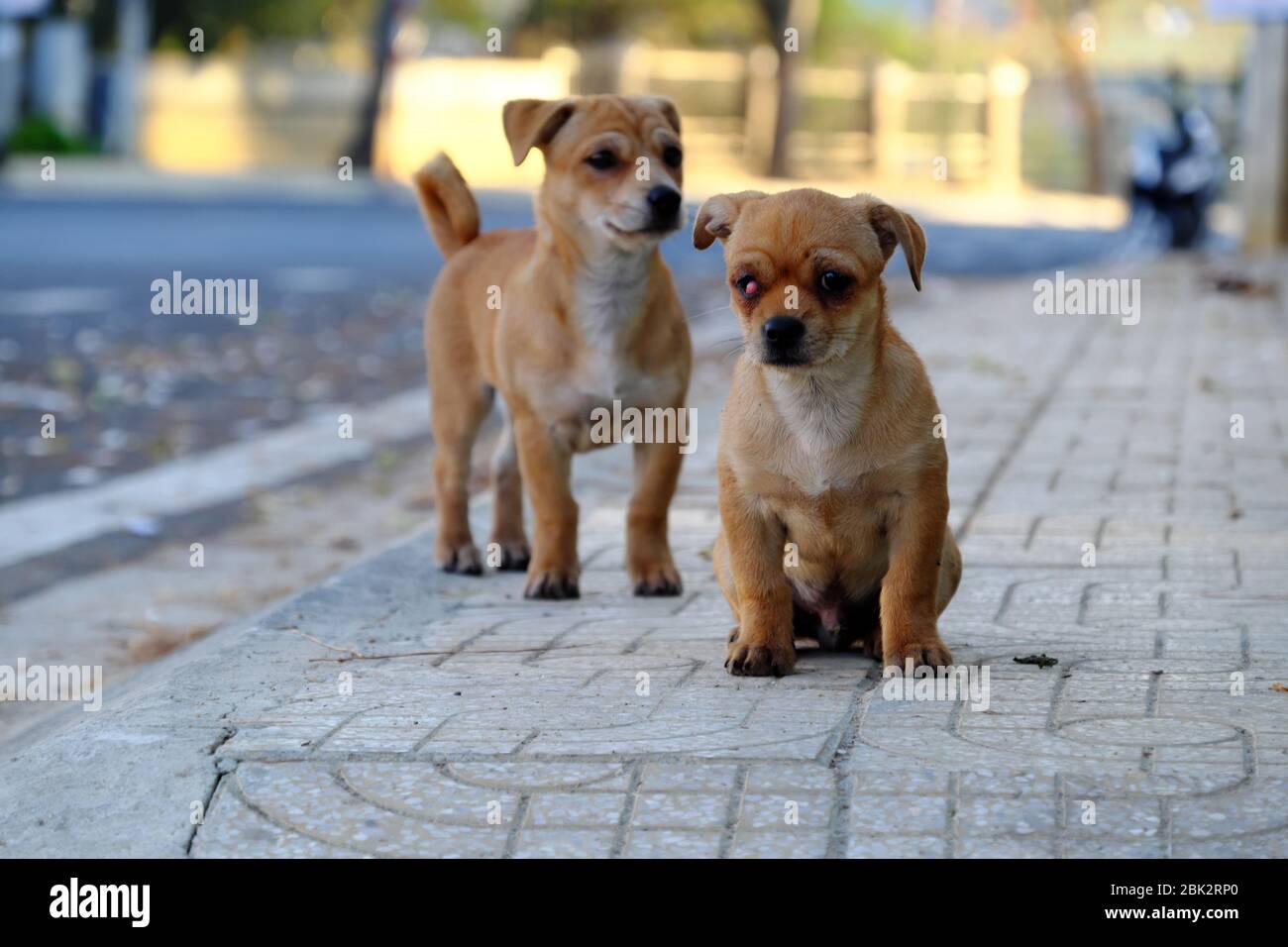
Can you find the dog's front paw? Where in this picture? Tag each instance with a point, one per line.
(747, 659)
(923, 652)
(657, 579)
(464, 560)
(552, 583)
(513, 556)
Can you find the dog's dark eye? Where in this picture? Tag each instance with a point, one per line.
(833, 282)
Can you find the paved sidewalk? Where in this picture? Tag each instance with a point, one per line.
(606, 725)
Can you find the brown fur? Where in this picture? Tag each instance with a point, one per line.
(588, 313)
(836, 455)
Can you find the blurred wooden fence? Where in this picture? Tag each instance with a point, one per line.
(889, 121)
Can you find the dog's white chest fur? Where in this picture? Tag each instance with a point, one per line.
(820, 411)
(608, 307)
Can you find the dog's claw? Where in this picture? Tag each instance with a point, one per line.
(923, 654)
(553, 585)
(664, 579)
(514, 557)
(463, 561)
(759, 660)
(658, 586)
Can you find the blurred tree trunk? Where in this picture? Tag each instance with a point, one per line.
(781, 16)
(1059, 16)
(1082, 90)
(381, 54)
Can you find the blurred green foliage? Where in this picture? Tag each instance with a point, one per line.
(39, 136)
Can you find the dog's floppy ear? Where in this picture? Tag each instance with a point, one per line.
(532, 123)
(896, 227)
(717, 214)
(665, 106)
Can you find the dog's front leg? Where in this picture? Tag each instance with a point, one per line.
(754, 540)
(911, 585)
(546, 471)
(648, 554)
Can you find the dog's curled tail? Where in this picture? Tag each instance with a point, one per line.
(447, 204)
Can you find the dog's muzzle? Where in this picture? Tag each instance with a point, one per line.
(782, 338)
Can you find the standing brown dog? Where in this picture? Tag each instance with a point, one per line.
(833, 488)
(562, 320)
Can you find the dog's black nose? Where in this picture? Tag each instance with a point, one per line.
(664, 201)
(784, 331)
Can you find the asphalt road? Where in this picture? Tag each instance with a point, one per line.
(342, 285)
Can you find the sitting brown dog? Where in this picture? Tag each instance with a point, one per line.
(833, 486)
(563, 320)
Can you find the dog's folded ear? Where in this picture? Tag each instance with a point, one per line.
(532, 123)
(717, 215)
(896, 227)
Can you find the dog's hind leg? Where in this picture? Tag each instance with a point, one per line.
(949, 574)
(507, 530)
(648, 554)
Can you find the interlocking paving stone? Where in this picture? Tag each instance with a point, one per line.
(608, 727)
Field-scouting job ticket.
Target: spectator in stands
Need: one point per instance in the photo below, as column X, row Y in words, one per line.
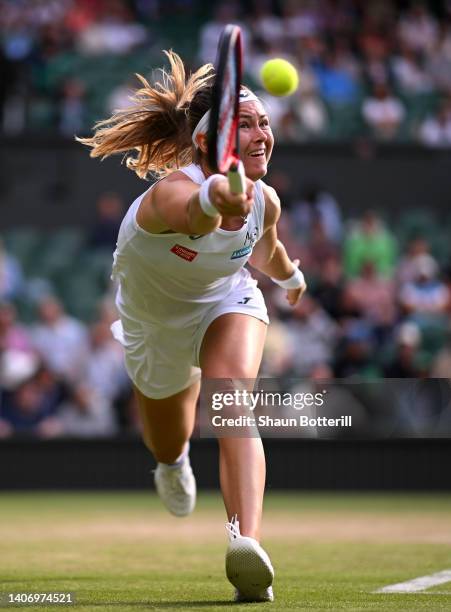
column 109, row 213
column 369, row 240
column 407, row 267
column 85, row 414
column 418, row 28
column 30, row 406
column 114, row 31
column 441, row 367
column 373, row 296
column 438, row 63
column 61, row 340
column 328, row 287
column 435, row 131
column 13, row 336
column 316, row 203
column 409, row 74
column 425, row 295
column 383, row 113
column 312, row 116
column 405, row 362
column 72, row 107
column 338, row 87
column 210, row 32
column 356, row 352
column 11, row 278
column 310, row 326
column 264, row 24
column 319, row 248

◆ ◆ ◆ ◆ ◆

_Action item_
Could you please return the entries above exactly, minus the pictures?

_Exercise result_
Can you find the dog's front paw? Where in this picture? Tag each instance with a point, one per line.
(747, 659)
(923, 652)
(657, 579)
(464, 560)
(552, 583)
(513, 556)
Can you find the dog's dark eye? Where in this picture? Tag each instance with a point, one per line.
(833, 282)
Can you find the paved sidewalk? Where in this picture? Tag each instance with a point, one per line.
(606, 725)
Can you find the brown fur? Where in this picture? Tag each instance with a point, one per line.
(588, 313)
(836, 455)
Can you find the blurred wooden fence? Where in this picture? Tag each instance with a point, one per line.
(889, 121)
Can you find the dog's white chest fur? Where in this picture? Tag each instance with a point, one per line.
(820, 411)
(608, 307)
Can you find the dog's claw? Where in this picture? Tag each instance with a point, one per line.
(923, 654)
(553, 585)
(664, 579)
(514, 557)
(463, 561)
(759, 660)
(658, 586)
Can you find the blurred tree trunk? Where in this picture? Tag each instance with a point, one per line.
(781, 16)
(1059, 16)
(1082, 90)
(381, 54)
Can you find the blurred green foliage? Where in this picture? Tag each instance with a point, one per line.
(39, 136)
Can you find the dog's floppy ear? Where in this picture? Tag each instance with a point, one per line.
(532, 123)
(896, 227)
(717, 214)
(665, 106)
Can you find the dog's front leg? Where in this picture? Tag each instance with a point, one per line.
(754, 540)
(911, 585)
(546, 471)
(648, 554)
Can you find the dog's curled tail? Where in this picture? Tag each instance with a point, one per line.
(447, 204)
Can you find the dog's muzzle? Where in this picture? Tag each instance with a point, one per line.
(782, 338)
Can you find the standing brown dog? Where in this picture? Tag each instance with a point, one per line.
(833, 488)
(562, 320)
Can you find the dog's black nose? Where in this picture? Tag each instance with a point, one per line.
(664, 201)
(784, 331)
Can you find the asphalt road? Where in this picture? Tag each instance with a point, one per line.
(342, 285)
Can you find the sitting brown dog? Where in this picture? Tag each instance with a point, one per line.
(833, 486)
(563, 320)
Can you find the dog's folded ear? Where in this picture? Tag each instance with a point, one per line.
(532, 123)
(717, 215)
(896, 227)
Can you find the dog's hind leg? Where in this picture? Tag each instance with a point, one per line.
(949, 574)
(507, 530)
(648, 554)
Can you find the interlocking paving stone? Where in this picture? Tag each instance with a point, one per line.
(608, 727)
Field-scouting job ticket.
Target: spectator in stands
Need: one point per instance in the photo below, as column X, row Y in words, one per line.
column 109, row 213
column 369, row 240
column 407, row 267
column 85, row 414
column 418, row 28
column 30, row 406
column 114, row 31
column 441, row 367
column 373, row 296
column 438, row 63
column 61, row 340
column 328, row 287
column 435, row 131
column 13, row 336
column 316, row 203
column 409, row 74
column 425, row 295
column 383, row 113
column 312, row 116
column 405, row 362
column 72, row 107
column 338, row 87
column 210, row 32
column 356, row 352
column 11, row 278
column 310, row 326
column 264, row 24
column 319, row 248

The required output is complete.